Enunciado A:
Responda às perguntas seguintes sobre o texto acerca da "IVª República".
(i) Em que tipo de livro foi encontrada a frase citada no início?
(ii) A que acontecimentos se reportavam as considerações dessa frase?
(iii) Segundo a última frase, o que se torna urgente definir?

Documento:
+++

Num despretensioso livro de história geral encontrei há tempos esta frase simples, mas lapidar: “(…) se derrubarmos um sistema injusto sem termos uma ideia clara daquilo que o vai substituir, em última instância as coisas podem mudar muito menos do que esperávamos – ou então mudar de uma maneira completamente diferente.”
Embora estas considerações se
reportassem aos acontecimentos que precederam a Revolução Francesa, elas
assentam que nem uma luva aos partidários lusos da chamada “IVª República”,
muitos dos quais usam a expressão apenas para exprimir um vago anseio de
mudança política radical, sem terem ideias muito definidas acerca dos
princípios orientadores que a devem inspirar. E não admira: trata-se de um
conceito que foi atirado para a ribalta política antes de ter sido devidamente
moldado e aplainado. Por isso mesmo, torna-se urgente definir os seus
contornos.

+++

Enunciado B:
Reúna todas as linhas da listagem que contêm a palavra "corn", distinguindo maiúsculas de minúsculas.

+++

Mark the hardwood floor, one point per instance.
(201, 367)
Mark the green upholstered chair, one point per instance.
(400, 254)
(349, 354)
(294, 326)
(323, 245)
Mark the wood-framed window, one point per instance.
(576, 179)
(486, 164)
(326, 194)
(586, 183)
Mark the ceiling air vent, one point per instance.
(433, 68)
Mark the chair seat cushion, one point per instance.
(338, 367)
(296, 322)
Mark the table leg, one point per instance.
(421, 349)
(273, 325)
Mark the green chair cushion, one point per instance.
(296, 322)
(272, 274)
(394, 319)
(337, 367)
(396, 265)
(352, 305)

+++

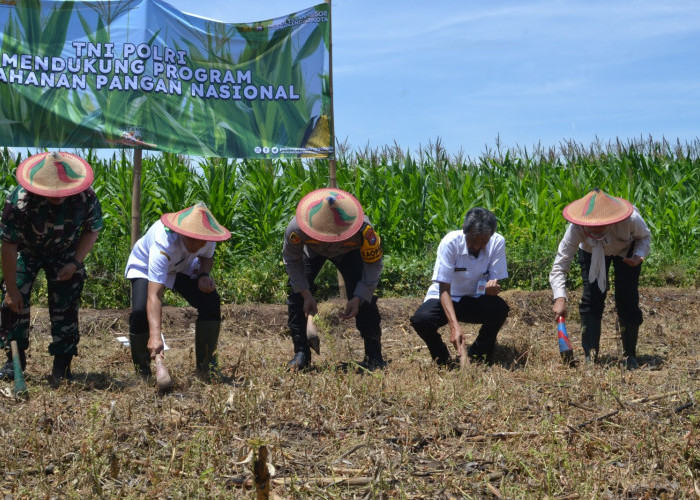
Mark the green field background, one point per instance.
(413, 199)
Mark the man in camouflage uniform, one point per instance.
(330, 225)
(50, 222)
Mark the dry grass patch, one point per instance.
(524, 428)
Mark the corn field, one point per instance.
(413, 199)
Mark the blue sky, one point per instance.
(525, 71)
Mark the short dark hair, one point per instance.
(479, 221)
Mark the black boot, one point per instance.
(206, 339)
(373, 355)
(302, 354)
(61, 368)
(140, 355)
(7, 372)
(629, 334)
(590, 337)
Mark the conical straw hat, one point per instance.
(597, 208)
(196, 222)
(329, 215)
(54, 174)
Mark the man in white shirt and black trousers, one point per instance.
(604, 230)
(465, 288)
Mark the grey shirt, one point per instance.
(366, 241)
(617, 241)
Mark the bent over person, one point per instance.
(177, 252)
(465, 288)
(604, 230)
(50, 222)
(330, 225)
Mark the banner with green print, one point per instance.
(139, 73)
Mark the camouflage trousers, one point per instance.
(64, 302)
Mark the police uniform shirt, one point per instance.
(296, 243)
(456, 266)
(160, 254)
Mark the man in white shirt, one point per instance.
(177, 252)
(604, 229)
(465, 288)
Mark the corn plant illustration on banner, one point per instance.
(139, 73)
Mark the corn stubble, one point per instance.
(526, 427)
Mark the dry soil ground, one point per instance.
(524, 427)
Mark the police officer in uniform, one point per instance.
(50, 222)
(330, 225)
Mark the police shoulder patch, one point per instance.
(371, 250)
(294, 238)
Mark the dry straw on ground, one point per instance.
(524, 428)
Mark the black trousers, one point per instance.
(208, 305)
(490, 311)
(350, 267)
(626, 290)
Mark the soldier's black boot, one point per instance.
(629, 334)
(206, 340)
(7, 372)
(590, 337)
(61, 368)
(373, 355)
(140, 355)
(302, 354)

+++

Resolução A:
(i) Num despretensioso livro de história geral.
(ii) Aos acontecimentos que precederam a Revolução Francesa.
(iii) Os contornos do conceito de "IVª República".

Resolução B:
Mark the corn field, one point per instance.
Mark the corn plant illustration on banner, one point per instance.
Mark the corn stubble, one point per instance.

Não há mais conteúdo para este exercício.